#### Set task A:
Duplicate the stone game problem from "Two players, Alice" through "and it is guaranteed that all \(a_i\)'s are distinct.", inclusive, matching it word for word.

#### Source passage:
.....

Alice and Bob Stone Game

Two players, Alice and Bob, are playing a game with n piles of stones. The i-th pile initially contains \(a_i\) stones, and it is guaranteed that all \(a_i\)'s are distinct.

The players alternate turns with Alice moving first. On each turn the current player must perform exactly one of the following operations. After the operation, any pile whose number of stones becomes zero is removed from the game. A player who is unable to make a move loses.

• Operation 1: Remove one stone from every pile. (This move is allowed only if the pile with the minimum stones, say \(a_1\) after sorting in increasing order, is greater than 1.)
• Operation 2: Remove the pile with the minimum number of stones.

Under optimal play, determine the winner. You need to answer T independent queries.

Hint: Let \(k\) be the number of piles (when the piles are considered in increasing order) that have exactly one stone consecutively from the beginning. If all piles contain one stone (i.e. \(k=n\)), then the winner is decided by the parity of \(n\): Alice wins if \(n\) is odd and Bob wins if \(n\) is even. Otherwise, if \(k < n\), then the answer is determined by \(k\): Alice wins if \(k\) is even and Bob wins if \(k\) is odd.

inputFormat

The first line contains an integer T (\(1 \le T \le 10^4\)), the number of test cases. The descriptions of the test cases follow.

For each test case:

• The first line contains an integer n (\(1 \le n \le 10^5\)) — the number of stone piles.
• The second line contains n space-separated integers \(a_1, a_2, \dots, a_n\) (\(1 \le a_i \le 10^9\)), representing the number of stones in each pile. It is guaranteed that all \(a_i\)'s are distinct.

The total sum of n over all test cases does not exceed \(10^5\).

outputFormat

For each test case, output a single line containing either Alice or Bob — the winner under optimal play.

sample

1
1
1

Alice

.....

#### The input:
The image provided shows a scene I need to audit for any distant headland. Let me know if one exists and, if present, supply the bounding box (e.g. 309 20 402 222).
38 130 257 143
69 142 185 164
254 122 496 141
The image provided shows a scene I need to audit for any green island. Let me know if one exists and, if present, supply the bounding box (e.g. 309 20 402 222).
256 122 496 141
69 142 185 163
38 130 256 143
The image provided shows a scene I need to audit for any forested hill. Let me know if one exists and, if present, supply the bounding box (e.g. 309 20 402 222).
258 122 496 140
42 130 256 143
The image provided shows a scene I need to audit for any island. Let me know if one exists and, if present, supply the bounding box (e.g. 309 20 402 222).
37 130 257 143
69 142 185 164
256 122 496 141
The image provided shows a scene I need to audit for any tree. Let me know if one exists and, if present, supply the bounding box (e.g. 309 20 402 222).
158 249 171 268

.....

#### Set task B:
Set down every one of the entries above, line by line, without changing a word.

#### Full response A:
Two players, Alice and Bob, are playing a game with n piles of stones. The i-th pile initially contains \(a_i\) stones, and it is guaranteed that all \(a_i\)'s are distinct.

#### Full response B:
The image provided shows a scene I need to audit for any distant headland. Let me know if one exists and, if present, supply the bounding box (e.g. 309 20 402 222).
38 130 257 143
69 142 185 164
254 122 496 141
The image provided shows a scene I need to audit for any green island. Let me know if one exists and, if present, supply the bounding box (e.g. 309 20 402 222).
256 122 496 141
69 142 185 163
38 130 256 143
The image provided shows a scene I need to audit for any forested hill. Let me know if one exists and, if present, supply the bounding box (e.g. 309 20 402 222).
258 122 496 140
42 130 256 143
The image provided shows a scene I need to audit for any island. Let me know if one exists and, if present, supply the bounding box (e.g. 309 20 402 222).
37 130 257 143
69 142 185 164
256 122 496 141
The image provided shows a scene I need to audit for any tree. Let me know if one exists and, if present, supply the bounding box (e.g. 309 20 402 222).
158 249 171 268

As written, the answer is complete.